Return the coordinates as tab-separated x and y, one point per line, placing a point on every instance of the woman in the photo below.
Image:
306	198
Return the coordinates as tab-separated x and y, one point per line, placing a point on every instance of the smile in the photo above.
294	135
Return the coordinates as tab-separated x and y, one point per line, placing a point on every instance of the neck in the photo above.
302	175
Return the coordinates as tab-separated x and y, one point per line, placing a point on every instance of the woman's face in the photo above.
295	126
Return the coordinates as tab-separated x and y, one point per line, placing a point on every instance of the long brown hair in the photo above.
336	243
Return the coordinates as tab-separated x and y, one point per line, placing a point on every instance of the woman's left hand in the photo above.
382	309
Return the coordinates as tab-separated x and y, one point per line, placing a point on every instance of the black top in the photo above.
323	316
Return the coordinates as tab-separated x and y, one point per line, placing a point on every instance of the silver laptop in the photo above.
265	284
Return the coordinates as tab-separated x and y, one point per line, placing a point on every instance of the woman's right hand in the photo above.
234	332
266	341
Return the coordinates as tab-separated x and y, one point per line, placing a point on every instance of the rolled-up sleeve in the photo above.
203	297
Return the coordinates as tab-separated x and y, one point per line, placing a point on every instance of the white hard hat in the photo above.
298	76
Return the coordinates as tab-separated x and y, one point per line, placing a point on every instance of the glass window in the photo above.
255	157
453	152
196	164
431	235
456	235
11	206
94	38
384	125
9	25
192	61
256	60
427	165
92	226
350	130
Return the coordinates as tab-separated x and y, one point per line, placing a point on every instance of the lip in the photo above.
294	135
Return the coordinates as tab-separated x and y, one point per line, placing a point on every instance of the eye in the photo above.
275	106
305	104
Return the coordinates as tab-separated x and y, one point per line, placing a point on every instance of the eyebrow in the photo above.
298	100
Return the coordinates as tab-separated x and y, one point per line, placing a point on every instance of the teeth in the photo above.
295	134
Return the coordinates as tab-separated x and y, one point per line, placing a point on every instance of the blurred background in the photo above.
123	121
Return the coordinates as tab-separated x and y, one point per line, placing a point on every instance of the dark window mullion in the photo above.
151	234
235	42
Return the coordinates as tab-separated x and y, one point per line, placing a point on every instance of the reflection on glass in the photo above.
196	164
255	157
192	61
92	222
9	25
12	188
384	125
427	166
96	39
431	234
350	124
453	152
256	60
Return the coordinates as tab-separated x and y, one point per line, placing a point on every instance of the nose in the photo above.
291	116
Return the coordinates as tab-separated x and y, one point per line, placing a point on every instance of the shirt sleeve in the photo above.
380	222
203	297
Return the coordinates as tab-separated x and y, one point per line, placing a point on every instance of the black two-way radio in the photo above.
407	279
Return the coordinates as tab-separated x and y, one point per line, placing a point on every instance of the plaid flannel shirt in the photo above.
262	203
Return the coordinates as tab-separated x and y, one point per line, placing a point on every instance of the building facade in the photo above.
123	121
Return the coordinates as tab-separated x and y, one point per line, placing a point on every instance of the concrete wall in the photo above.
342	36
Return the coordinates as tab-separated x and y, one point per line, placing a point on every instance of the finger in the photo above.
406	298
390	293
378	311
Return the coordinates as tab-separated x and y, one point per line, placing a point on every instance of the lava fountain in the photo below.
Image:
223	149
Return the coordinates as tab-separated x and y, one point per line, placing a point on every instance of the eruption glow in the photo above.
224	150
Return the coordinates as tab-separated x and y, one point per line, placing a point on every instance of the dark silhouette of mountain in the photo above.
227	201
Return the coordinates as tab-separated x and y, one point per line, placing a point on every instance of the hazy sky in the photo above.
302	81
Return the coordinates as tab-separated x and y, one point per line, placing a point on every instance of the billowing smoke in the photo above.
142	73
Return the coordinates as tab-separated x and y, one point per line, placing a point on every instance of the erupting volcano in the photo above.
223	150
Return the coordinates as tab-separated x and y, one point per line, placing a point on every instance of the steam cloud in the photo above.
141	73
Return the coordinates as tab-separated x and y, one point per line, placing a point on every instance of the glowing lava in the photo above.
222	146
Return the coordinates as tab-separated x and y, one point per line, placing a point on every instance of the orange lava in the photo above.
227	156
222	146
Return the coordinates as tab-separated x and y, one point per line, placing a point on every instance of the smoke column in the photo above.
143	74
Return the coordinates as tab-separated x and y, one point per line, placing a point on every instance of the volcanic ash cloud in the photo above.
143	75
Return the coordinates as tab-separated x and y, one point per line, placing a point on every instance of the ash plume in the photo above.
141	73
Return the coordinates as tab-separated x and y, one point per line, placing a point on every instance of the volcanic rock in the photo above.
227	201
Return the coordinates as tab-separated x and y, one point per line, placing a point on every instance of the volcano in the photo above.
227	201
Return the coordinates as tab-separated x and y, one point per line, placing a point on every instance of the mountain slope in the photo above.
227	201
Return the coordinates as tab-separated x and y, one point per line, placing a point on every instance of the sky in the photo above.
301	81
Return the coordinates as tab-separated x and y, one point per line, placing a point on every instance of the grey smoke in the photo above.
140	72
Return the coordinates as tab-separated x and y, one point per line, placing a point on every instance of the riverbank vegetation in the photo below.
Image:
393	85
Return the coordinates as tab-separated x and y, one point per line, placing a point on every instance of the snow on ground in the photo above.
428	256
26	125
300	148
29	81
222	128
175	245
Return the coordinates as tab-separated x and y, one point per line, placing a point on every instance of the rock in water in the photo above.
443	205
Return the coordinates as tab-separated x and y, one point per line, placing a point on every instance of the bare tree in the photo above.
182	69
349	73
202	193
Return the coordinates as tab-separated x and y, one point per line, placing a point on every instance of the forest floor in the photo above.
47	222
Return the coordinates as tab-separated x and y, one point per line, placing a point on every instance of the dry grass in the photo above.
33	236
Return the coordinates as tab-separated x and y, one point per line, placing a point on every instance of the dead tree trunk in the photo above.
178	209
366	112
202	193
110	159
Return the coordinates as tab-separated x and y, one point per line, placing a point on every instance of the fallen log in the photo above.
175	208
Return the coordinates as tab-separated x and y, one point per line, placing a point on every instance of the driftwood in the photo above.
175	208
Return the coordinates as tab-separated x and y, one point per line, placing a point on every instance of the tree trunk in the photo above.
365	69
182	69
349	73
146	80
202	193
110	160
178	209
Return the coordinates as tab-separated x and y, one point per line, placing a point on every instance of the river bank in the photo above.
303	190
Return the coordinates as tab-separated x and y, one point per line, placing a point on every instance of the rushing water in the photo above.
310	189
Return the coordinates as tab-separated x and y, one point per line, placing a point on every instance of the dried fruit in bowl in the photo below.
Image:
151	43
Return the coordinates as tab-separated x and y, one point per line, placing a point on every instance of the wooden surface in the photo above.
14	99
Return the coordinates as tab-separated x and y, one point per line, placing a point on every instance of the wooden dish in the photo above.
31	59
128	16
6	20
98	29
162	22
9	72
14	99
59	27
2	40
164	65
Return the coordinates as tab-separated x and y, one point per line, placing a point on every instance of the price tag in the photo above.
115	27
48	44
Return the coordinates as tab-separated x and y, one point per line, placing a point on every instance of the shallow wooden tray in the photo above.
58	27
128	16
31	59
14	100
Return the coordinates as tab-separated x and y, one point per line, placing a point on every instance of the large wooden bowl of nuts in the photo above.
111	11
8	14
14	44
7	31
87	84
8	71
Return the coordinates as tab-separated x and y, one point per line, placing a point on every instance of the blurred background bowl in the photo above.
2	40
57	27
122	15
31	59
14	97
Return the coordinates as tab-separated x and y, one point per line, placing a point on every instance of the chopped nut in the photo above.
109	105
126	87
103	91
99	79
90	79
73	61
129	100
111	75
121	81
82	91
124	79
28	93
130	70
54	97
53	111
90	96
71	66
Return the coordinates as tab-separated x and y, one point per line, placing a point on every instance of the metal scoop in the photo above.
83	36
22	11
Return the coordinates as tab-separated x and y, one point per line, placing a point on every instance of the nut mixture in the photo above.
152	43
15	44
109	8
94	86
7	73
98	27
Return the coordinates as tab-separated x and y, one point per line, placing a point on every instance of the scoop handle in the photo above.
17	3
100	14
────────
> **What the exercise asks**: The lines to reproduce run from the one that contains "surface in the photo above." through the last line above; copy them exactly.

> **Full output**:
Return the coordinates as tab-separated x and y, one point per line, placing a point on every instance of the wooden surface in the photo above.
14	99
Return the coordinates as tab-separated x and y, one point per line, placing a point on every instance of the wooden dish in the photo above.
31	59
128	16
6	20
98	29
162	22
9	72
14	99
59	27
2	40
164	65
Return the coordinates as tab-separated x and y, one point per line, placing a point on every instance of the price tag in the photo above.
115	27
48	44
Return the coordinates as tab-separated x and y, one point per line, placing a point on every instance of the shallow wooden tray in the photo above.
58	27
128	16
31	59
14	100
Return the coordinates as tab-separated x and y, one point per line, placing a point on every instance of the large wooden bowl of nuts in the photo above.
111	11
8	14
14	44
7	31
87	84
8	71
Return the coordinates as tab-separated x and y, one point per line, placing a point on every instance of the blurred background bowl in the photo above.
2	40
57	27
122	15
31	59
14	97
Return the coordinates as tab-separated x and y, one point per line, placing a point on every instance of the chopped nut in the photo above.
109	105
126	87
103	91
99	79
90	79
73	61
129	100
111	75
121	81
82	91
124	79
28	93
130	70
54	97
53	111
90	96
71	66
Return the coordinates as tab-separated x and y, one point per line, placing a point on every instance of the metal scoop in the photo above.
83	36
22	11
Return the coordinates as tab-separated x and y, one point per line, placing a point on every instance of the nut mixture in the photo above.
152	43
15	44
109	8
94	86
7	73
98	27
Return the coordinates as tab-separated x and y, one point per line, placing a point on every instance of the scoop handle in the photo above.
17	3
100	14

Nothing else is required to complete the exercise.